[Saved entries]
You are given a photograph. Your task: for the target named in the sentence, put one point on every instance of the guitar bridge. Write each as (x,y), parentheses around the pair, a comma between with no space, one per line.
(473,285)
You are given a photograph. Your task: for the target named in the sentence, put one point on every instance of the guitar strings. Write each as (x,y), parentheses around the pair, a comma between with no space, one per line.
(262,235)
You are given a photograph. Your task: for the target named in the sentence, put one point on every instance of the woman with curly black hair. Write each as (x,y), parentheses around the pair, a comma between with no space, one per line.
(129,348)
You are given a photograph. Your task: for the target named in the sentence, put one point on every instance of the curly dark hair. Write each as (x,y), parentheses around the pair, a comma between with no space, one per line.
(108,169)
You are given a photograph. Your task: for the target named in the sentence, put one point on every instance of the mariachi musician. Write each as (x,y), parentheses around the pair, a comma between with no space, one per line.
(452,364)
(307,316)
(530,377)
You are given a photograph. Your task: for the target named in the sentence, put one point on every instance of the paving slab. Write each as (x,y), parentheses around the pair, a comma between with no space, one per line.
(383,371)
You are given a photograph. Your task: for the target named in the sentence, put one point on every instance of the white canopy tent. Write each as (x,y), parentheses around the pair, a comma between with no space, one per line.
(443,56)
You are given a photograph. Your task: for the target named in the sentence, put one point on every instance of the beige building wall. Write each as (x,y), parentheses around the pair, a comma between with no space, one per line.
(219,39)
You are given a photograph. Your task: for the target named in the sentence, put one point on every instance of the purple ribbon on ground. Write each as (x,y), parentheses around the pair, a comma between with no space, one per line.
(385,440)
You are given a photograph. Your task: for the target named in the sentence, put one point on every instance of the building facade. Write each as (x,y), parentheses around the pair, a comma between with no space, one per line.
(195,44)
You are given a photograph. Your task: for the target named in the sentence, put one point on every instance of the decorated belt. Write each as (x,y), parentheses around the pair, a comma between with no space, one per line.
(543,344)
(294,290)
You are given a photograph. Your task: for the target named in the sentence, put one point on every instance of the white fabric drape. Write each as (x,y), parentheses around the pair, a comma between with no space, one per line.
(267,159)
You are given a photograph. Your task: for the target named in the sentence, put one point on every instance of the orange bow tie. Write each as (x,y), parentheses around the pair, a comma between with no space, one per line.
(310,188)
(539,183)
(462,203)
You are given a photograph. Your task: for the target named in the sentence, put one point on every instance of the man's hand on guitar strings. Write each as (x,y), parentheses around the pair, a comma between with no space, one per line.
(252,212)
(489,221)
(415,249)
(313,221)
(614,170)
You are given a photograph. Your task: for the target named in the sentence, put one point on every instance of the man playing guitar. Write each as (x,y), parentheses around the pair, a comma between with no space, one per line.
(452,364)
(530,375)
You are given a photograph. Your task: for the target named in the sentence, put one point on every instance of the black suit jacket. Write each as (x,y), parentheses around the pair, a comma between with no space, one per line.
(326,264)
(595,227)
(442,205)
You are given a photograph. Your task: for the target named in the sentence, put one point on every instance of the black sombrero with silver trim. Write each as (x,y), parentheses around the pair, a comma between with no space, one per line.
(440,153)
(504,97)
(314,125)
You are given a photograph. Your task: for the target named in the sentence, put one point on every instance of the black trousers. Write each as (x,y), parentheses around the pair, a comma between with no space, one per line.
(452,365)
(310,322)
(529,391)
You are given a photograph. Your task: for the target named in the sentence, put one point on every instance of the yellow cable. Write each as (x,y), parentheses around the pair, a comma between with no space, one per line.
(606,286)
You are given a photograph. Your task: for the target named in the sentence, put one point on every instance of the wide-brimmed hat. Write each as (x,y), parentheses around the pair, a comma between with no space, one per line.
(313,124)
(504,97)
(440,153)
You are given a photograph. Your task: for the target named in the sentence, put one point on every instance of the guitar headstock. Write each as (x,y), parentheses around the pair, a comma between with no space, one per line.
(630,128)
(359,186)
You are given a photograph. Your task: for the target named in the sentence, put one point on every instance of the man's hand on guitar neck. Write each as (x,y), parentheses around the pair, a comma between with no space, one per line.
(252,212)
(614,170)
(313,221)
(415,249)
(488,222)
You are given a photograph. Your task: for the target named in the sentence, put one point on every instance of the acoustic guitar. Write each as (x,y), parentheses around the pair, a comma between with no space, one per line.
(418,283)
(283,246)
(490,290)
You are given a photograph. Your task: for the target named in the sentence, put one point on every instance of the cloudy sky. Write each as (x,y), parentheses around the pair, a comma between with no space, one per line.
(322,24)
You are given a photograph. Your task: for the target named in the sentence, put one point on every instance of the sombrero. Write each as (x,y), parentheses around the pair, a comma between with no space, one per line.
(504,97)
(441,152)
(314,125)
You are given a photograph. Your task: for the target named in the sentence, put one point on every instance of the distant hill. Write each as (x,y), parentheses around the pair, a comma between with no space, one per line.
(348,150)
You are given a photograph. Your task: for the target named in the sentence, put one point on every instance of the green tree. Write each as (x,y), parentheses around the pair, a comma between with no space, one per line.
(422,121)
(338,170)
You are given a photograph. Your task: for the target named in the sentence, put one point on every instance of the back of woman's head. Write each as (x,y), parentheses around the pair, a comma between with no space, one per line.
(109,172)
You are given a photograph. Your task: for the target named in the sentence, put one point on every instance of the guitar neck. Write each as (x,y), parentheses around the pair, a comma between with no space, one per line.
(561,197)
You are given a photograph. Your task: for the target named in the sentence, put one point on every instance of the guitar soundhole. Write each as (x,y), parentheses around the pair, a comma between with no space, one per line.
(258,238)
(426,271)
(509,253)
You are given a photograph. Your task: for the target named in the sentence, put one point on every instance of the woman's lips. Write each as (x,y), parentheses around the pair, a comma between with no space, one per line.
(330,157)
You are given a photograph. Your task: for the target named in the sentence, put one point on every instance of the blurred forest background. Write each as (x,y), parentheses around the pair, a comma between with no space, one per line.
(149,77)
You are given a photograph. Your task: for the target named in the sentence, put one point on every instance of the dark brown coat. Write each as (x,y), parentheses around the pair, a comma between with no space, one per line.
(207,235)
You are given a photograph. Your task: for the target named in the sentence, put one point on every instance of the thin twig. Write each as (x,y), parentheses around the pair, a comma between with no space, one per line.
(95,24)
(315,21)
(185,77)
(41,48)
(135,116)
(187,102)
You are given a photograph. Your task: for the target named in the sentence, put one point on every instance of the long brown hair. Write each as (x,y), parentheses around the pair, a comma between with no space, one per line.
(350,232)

--- AIM OF THE TASK ---
The data must be printed verbatim, line by line.

--- ANSWER BOX ---
You are given a photograph. Your task: for the target named in the sentence, put one point on every instance of the guitar bridge. Write each as (x,y), parentheses around the pair, a comma between with no space, one per line.
(473,285)
You are given a photograph. Your task: for the target named in the sentence, put one point on every instance of the guitar strings. Write each as (x,y), parentheses around the pair, a comma between with no space, one per line.
(262,235)
You are given a photograph. Your task: for the target named in the sentence, put one point on every instance of the woman with curly black hair. Write each as (x,y), parentheses around the pair, a comma between with no space, one per line.
(129,348)
You are given a photograph. Your task: for the target named in the sentence, put one point on every instance of the curly dark hair. Write each as (x,y), parentheses around the pair, a comma between with no space, one per line.
(108,169)
You are given a photograph. Your task: for the target named in the sentence, put one point on every instance of the mariachi musician. Write each as (x,y), parentheses around the pair, a comma between with no space, one per line.
(452,364)
(307,316)
(530,377)
You are given a photograph. Your task: for the target named in the sentence, put one point on every instance of the paving slab. Write each as (x,y), parentheses around the pair, a comma between with no space, one per line.
(383,371)
You are given a photograph. Your task: for the target named in the sentence, put one point on every instance of the white canopy tent. Write each as (x,y), parentheses around the pair, a comma between with no space, one per line.
(443,56)
You are given a photograph. Your task: for the target named in the sentence, put one point on every instance of the beige building wall. Write each as (x,y), parentheses around the pair, a comma between with no space, one per line.
(219,39)
You are given a photograph. Your task: for the target named in the sentence, put one point on every instance of the purple ribbon on ground. Write each as (x,y), parentheses around the pair, a comma between with no space, one per line.
(385,440)
You are given a photograph. Your task: for the target named in the sentence, put one point on every instance of the building facade. Write each as (x,y), parentheses around the pair, a comma between with no space, one per line.
(195,44)
You are given a photograph. Your task: for the target named in the sentence, put one point on every instance of the decorated belt. Write each as (x,y), parentheses around the pair, a comma between with no space, one per line.
(543,344)
(294,290)
You are given a photograph. Your task: for the target named in the sentence, put one point on every instance of the white fabric drape. Write each as (x,y), parentheses around the pair, a comma between with no space, one per line.
(267,159)
You are given a photograph. Your task: for the target named in the sentence, put one point on every instance of the orange bow tie. Write each as (x,y), parentheses around the pair, a comma between with no space, one per line.
(310,188)
(539,183)
(462,203)
You are given a photograph. Your task: for the target named in the sentence, put one point on every instance of the man's hand on guitar strings. Write each as (x,y), parentheses around the pair, a comma between with no space, one per line.
(252,212)
(489,221)
(415,249)
(313,221)
(614,170)
You are given a photograph. Your task: for the target named in the sentence, put one point on every instance of the man playing guitar. Write each as (x,y), parentheses around the pair, a comma between with no space, one per line.
(452,364)
(530,375)
You are given a photograph. Your task: for the target named in the sentence, put one point on every instance of the black suit jacket. Write each as (x,y), parentheses around the pair, a comma between with no space, one per line.
(326,264)
(595,227)
(442,205)
You are given a photograph. Your task: for the target named in the sentence, put one point on every instance of the black sombrero with silver trim. Write each as (x,y), parentheses around the pair, a comma between with no space, one per line.
(440,153)
(504,97)
(314,125)
You are given a photograph. Your task: for the target named in the sentence, put one point on every instance of the black trousers. Write each as (x,y), parentheses around the pair, a comma between with no space, one per line.
(452,365)
(310,322)
(529,391)
You are given a photograph. Your task: for the target named in the sentence, put one point on every instance of the yellow cable. Write each as (x,y), parentheses around the pair, a comma between with no space, one per line.
(606,286)
You are given a photograph. Your task: for the target named in the sentence, put one point on every instance of the wide-brimmed hat. Write each as (x,y), parentheses around the pair, a comma between with no space, one per line.
(313,124)
(504,97)
(440,153)
You are given a photograph. Your task: for the target named in the sentence, put one point on every instance of the guitar headstock. Write each as (x,y), parentheses around the pair, a comma between with no space, one per line.
(630,128)
(359,186)
You are given a photograph. Your task: for the target named in the sentence, put one point on every instance of the man's hand on guitar neck. Write each as (x,y), parentheses around the pair, a comma between with no space, one per line.
(252,212)
(614,170)
(313,221)
(415,249)
(488,222)
You are given a photograph. Your task: for the target named in the sentence, put one point on every instance of the acoustic guitar. Write each as (x,y), parentheses around the pair, a comma between with no space, one per line.
(418,283)
(283,246)
(490,290)
You are given a photograph. Your task: for the target named in the sentence, put one point on every instance of the cloudy sky. Write each as (x,y), parentheses around the pair, a comma between with no space, one per line.
(322,24)
You are given a photograph. Your task: for the target named in the sentence, put one point on every instance of the sombrero. Write each as (x,y), parentheses around the pair, a comma between with no space, one per line.
(504,97)
(441,152)
(314,125)
You are given a photograph. Your task: for the target named in the sentence, put one point on every instance of the distant hill. Write each as (x,y), parentheses around the pair, a comma between with no space, one per line.
(348,150)
You are given a photograph. Your task: for the target named in the sentence, put one point on every instance of the green tree. Write each as (x,y), parentheses around the pair, a comma between with no space, one per line.
(422,121)
(338,170)
You are given a photograph. Your task: for the target named in the sentence, put one point on every instance of the back of woman's head. Write each as (x,y), parentheses around the pair, a comma between with no space, one per line.
(109,172)
You are given a photograph. Your task: for the target named in the sentence, put one point on every instance of the guitar neck. Write each as (x,y), parentheses around the pair, a comma between with no space, one per line.
(561,197)
You are given a photograph. Your task: for the target named in the sentence, put one point on every instance of the guitar soundhole. Write each as (x,y), parentheses around the pair, a comma between with no space, one per line.
(258,238)
(426,271)
(509,253)
You are given a photograph. Your task: for the target named in the sentence, put one point on every instance of the woman's lips. Write each as (x,y), parentheses around the pair, a comma between with no space, one per line.
(330,157)
You are given a photograph. Your task: for the target named in the sentence, put one point on every instance of the blurred forest background. Write each as (x,y), parentheses around the pair, a comma between with no space, one per line.
(149,77)
You are given a photograph. Your task: for the target named in the sentence, put one point on every instance of the dark brown coat. Write each as (x,y), parentheses around the pair, a comma between with no space, one per line.
(207,235)
You are given a photograph. Your task: for the target named in the sentence, put one point on every instance of the thin twig. Write each as (x,y), parentheses around the pair, a comma between with no space, one per line.
(95,24)
(315,21)
(185,77)
(41,48)
(135,116)
(187,102)
You are given a photograph. Your task: for the target named in the sentence, put one point on every instance of the long brown hair. Write each as (x,y), parentheses around the pair, a comma between with no space, one per line.
(350,232)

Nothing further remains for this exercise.